TEXT SECTION:
☆ ☆ ☆

D. Cooper Stevenson wrote:

>   * I haven't written (but do respect) the C language in a long time and it 
> shows; I've had a tough go of it getting the application to work.
> 
> I think it's time to ask for help.
> 
> As I mentioned above, the GIS ASCII file format is simple. Here's a 
> description:
> 
>  The first 7 or so lines represent the header of the file. The most relevant 
> numbers for our purposes are the "rows" and "cols" numbers. The last line is 
> the actual elevation (or landcover) data. Here's an example:
> 
>   north: 3980319.16466812
>   south: 3978824.85093895
>   east: 443960
>   west: 442296

If you don't need these values, you might want to just toss them. That 
way you wouldn't have to tell your parser to ignore them.

>   rows: 747
>   cols: 832

You'll probably want to keep this information. The number of rows is 
probably a better termination condition than EOF. And the number of 
columns is useful for determining how many times to call strtok(3), for 
example.

Here is a vague handwaving outline of how one might go about some of 
this. This is not guaranteed to be the best way. Just some spewing off 
the top of my head...:

/* Some definitions earlier on. */
#define BUFSIZE 256
#define DATAWIDTH 5
char data [BUFSIZE]
int numrows = numcols = 0;

/* Some code.... */

/* Part of your parser. (One possible way; there are others. Assumes you 
are inside some sort of loop.) */
if (numrows && numcols)

☆ ☆ ☆

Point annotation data

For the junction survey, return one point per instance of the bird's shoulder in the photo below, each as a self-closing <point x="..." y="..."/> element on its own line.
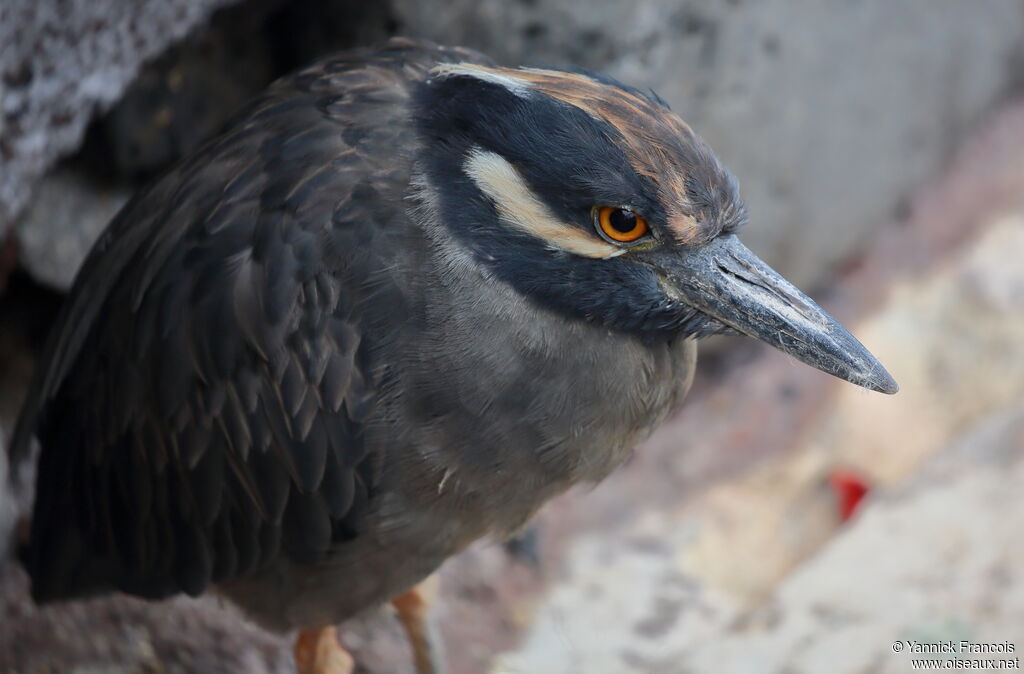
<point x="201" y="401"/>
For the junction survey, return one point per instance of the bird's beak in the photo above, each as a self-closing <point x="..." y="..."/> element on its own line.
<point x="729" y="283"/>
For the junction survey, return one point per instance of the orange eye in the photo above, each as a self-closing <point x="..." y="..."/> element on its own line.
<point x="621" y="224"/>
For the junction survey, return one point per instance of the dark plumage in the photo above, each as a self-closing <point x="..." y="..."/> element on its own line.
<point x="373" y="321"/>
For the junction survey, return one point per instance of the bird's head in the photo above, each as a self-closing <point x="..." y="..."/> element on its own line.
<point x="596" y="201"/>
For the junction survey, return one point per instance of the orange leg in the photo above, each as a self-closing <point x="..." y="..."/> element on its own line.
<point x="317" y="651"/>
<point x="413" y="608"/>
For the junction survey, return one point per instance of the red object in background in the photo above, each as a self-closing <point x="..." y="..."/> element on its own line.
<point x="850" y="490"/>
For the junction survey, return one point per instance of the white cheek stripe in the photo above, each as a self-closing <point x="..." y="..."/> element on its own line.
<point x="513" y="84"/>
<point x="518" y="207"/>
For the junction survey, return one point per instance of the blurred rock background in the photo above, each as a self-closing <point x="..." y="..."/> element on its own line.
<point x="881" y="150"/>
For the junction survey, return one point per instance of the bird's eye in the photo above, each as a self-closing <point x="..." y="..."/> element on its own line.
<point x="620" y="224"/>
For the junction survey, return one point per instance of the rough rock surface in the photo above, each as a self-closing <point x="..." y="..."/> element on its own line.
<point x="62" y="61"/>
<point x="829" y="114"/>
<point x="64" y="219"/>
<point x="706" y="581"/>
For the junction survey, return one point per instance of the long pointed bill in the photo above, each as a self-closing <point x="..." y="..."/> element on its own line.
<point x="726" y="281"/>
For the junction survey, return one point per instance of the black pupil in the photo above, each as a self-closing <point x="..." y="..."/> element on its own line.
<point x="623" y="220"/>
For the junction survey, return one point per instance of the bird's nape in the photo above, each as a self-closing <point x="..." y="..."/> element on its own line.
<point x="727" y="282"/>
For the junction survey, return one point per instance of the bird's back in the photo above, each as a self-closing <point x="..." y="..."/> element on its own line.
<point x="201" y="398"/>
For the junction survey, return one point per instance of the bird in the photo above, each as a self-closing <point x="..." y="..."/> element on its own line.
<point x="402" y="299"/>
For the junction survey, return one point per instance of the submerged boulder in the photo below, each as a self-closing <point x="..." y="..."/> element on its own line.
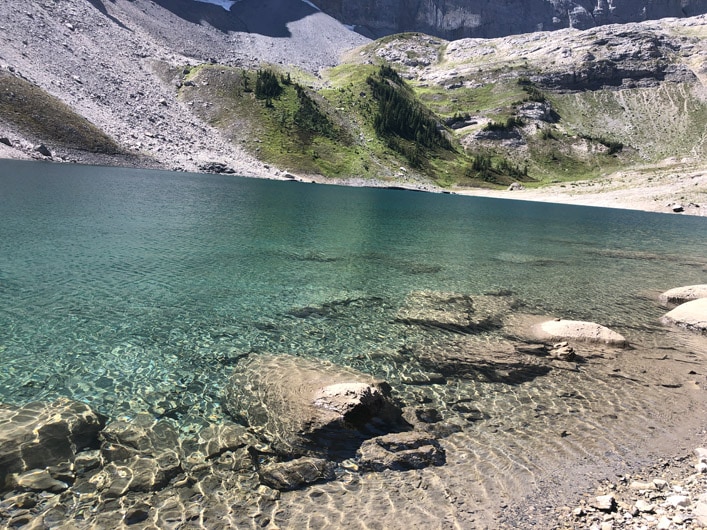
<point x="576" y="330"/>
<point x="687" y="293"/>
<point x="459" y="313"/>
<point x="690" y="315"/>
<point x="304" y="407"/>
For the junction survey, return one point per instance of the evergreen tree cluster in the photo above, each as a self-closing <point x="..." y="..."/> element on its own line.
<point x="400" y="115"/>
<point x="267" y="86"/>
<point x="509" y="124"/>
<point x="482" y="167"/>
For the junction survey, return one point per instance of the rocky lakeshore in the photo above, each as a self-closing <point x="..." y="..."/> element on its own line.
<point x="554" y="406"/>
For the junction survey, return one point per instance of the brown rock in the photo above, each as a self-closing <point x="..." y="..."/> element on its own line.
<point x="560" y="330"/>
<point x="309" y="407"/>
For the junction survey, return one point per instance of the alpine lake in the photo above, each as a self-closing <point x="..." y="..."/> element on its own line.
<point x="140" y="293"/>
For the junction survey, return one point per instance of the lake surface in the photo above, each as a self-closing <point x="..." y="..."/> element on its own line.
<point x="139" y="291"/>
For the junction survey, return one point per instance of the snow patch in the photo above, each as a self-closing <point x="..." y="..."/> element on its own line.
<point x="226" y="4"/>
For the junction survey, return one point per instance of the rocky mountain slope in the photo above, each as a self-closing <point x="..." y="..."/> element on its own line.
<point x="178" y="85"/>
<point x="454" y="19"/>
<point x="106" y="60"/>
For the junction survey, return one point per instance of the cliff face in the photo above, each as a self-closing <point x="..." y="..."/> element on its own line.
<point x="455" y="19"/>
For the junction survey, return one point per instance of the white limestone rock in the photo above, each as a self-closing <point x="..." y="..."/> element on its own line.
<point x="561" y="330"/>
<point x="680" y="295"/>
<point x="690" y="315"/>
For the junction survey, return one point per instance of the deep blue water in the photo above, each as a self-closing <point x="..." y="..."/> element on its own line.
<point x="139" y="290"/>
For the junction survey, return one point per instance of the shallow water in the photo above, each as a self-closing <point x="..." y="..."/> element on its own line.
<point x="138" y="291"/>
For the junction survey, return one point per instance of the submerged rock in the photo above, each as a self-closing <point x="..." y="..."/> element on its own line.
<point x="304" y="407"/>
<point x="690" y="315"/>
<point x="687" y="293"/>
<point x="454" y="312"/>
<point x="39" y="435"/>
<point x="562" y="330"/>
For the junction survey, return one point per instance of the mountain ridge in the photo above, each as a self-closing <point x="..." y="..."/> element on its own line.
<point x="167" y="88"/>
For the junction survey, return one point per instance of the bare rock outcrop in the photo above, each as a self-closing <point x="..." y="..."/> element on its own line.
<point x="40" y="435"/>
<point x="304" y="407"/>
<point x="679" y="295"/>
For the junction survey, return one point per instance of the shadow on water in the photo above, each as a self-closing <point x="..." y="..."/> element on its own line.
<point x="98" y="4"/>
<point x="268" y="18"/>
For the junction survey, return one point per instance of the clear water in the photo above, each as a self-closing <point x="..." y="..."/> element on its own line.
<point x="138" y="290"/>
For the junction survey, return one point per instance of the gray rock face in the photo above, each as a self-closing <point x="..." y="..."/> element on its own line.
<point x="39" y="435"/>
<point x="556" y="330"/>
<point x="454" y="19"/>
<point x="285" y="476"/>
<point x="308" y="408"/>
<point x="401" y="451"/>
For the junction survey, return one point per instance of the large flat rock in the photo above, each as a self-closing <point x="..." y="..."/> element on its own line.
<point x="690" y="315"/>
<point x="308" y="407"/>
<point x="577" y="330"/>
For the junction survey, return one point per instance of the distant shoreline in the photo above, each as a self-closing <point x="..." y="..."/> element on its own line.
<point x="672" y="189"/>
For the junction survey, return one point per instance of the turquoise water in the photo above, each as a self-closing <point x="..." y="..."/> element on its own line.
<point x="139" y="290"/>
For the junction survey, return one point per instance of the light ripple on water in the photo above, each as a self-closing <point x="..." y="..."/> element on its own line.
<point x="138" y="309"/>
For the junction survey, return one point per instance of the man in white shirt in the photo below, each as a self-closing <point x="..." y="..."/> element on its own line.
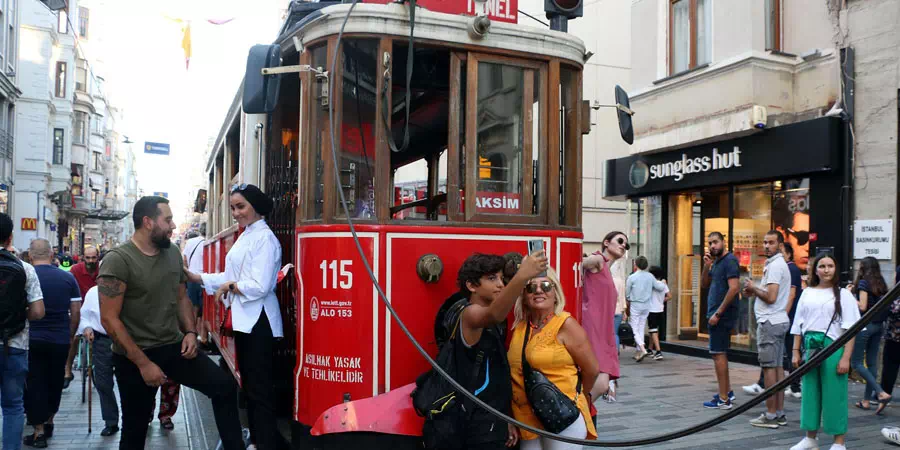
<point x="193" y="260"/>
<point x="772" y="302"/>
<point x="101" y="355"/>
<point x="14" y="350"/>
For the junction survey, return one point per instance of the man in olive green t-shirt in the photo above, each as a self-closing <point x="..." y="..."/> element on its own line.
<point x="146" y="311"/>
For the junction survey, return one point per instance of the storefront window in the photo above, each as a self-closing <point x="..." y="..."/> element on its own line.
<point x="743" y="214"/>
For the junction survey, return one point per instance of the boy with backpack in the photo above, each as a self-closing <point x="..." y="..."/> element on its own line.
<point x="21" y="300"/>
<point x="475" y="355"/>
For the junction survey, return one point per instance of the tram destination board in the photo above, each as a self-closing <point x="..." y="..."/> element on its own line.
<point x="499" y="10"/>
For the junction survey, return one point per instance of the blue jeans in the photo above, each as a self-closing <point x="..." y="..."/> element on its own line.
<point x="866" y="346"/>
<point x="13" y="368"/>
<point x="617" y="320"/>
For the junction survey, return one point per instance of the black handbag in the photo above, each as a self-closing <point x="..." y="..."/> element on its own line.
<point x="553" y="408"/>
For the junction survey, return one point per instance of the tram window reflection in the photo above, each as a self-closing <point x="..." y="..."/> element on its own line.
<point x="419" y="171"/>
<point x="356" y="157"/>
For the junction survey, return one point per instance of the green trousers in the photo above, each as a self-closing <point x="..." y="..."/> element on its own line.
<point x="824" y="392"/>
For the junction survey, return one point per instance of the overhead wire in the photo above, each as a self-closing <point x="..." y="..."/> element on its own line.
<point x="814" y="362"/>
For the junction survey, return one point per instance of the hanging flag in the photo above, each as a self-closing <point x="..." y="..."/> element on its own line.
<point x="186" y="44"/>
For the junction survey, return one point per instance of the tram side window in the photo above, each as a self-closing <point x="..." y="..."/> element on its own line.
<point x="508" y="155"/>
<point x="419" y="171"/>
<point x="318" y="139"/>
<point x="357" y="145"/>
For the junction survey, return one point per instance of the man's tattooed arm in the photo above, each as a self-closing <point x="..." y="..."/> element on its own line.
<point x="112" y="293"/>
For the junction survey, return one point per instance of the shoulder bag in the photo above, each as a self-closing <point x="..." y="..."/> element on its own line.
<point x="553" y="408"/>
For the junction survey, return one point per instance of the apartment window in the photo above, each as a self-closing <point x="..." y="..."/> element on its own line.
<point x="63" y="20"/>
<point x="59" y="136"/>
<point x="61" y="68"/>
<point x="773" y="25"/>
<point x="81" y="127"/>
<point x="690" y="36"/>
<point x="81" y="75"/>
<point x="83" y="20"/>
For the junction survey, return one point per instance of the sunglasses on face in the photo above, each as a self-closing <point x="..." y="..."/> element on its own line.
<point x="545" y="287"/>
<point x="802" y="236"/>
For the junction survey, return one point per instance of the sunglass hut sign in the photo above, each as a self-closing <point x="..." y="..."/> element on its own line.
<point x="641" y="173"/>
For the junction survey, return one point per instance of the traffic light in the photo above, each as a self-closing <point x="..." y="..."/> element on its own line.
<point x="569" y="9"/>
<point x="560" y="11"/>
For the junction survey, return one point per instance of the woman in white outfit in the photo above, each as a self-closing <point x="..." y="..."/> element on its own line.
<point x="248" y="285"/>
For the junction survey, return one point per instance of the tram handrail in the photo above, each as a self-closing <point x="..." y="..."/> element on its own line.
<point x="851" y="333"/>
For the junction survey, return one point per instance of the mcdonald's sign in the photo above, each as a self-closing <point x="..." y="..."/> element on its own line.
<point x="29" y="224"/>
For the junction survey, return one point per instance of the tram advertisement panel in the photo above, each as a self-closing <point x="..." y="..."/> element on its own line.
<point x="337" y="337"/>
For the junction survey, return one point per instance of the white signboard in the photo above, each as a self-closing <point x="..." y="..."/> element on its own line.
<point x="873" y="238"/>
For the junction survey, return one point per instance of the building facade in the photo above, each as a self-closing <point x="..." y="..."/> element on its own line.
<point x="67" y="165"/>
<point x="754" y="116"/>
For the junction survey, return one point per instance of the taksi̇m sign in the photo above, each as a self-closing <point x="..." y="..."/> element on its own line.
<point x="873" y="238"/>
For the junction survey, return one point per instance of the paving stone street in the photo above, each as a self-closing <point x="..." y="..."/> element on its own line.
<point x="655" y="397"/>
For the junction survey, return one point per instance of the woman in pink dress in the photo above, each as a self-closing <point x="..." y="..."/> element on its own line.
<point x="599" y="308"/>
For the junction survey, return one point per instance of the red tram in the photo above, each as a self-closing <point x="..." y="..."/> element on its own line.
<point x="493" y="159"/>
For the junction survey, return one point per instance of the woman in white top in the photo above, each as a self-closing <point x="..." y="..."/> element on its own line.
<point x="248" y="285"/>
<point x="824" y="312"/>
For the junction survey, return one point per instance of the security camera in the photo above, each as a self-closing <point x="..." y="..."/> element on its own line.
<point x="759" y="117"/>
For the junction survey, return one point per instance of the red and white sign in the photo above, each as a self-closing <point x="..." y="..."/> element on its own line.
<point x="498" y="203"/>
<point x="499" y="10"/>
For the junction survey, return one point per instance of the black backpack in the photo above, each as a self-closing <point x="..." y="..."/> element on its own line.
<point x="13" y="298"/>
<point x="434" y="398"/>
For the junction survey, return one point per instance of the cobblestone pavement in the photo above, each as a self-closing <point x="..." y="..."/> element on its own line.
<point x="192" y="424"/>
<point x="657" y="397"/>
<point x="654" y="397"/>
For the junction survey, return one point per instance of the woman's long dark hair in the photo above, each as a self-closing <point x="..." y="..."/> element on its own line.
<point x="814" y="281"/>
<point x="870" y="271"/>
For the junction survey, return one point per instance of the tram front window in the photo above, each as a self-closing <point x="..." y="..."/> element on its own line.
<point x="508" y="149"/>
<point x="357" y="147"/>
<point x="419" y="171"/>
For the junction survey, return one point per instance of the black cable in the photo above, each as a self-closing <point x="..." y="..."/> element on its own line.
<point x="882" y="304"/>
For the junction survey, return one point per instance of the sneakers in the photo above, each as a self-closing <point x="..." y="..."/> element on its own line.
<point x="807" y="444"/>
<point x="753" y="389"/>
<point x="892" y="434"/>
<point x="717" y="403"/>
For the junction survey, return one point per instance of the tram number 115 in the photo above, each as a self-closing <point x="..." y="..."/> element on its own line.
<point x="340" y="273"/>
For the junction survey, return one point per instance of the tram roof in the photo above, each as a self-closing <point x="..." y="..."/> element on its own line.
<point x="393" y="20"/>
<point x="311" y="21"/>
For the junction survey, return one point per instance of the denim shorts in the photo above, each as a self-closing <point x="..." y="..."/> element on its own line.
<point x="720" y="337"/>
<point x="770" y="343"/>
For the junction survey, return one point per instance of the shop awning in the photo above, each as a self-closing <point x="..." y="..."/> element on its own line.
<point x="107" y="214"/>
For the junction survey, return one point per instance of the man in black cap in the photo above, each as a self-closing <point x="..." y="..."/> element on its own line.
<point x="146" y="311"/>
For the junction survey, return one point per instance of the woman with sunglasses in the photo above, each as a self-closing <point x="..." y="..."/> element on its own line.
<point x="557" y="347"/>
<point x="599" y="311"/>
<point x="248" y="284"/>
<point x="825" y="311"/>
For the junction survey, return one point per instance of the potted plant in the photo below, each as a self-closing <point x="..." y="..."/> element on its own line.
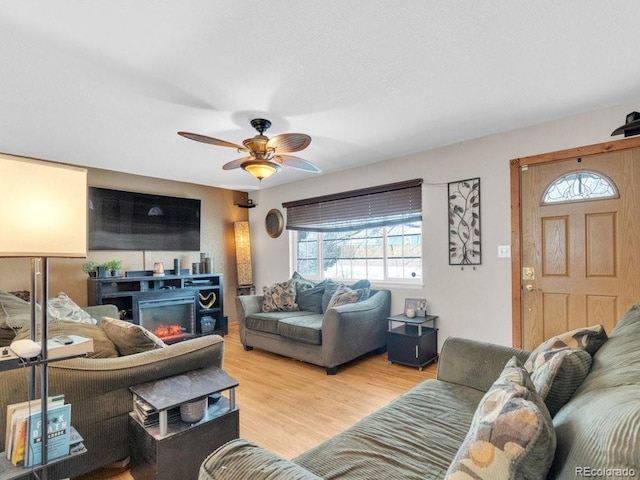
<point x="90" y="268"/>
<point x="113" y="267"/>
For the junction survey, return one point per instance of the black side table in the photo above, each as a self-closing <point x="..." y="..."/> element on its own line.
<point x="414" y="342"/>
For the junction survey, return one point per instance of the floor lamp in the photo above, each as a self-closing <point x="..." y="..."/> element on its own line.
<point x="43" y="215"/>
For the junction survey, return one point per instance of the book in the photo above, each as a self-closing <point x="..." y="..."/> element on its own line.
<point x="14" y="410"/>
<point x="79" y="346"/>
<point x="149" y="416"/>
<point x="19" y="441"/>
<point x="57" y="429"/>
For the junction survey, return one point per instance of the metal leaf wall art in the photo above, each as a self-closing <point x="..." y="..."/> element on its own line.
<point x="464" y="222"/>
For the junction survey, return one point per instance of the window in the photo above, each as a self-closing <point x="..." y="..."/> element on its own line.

☆ ☆ ☆

WHAT YOU WILL DO:
Pick up the text on parsing GIS ASCII files in C right after its final line and write the next part.

RESULT FOR THIS TASK:
   break;
fgets(data, BUFSIZE, ifp);
if (!strncmp("rows: ", data, 6)) {
   numrows = atoi(data+6);
   continue;
}
else if (!strncmp("cols: ", data, 6)) {
   numcols = atoi(data+6);
   continue;
}

/* Some code...? */

/* Another part of your parser. */
data2 = malloc(numcols*DATAWIDTH);
boxrowsz = numcols / BOXWIDTH;
elevbox = malloc(numcols * BOXHEIGHT * sizeof(int));
for (i = 0; i < numrows; ++i) {
   fgets(data2, numcols * DATAWIDTH, ifp);
   memset(elevrow, 0, numcols * sizeof(int));
   for (j = 0; j < numcols; ++j) {
     if (!j)
       nextdata = strtok(data2, " ");
     else
       nextdata = strtok(NULL, " ");
     /* Stuff the data into the appropriate elev row box and slot(s) 
within the box. */
     /* You can use / and % (div and mod) to help determine which box to 
stuff things in. */
   }
   if (i && (0 == (i % BOXHEIGHT)))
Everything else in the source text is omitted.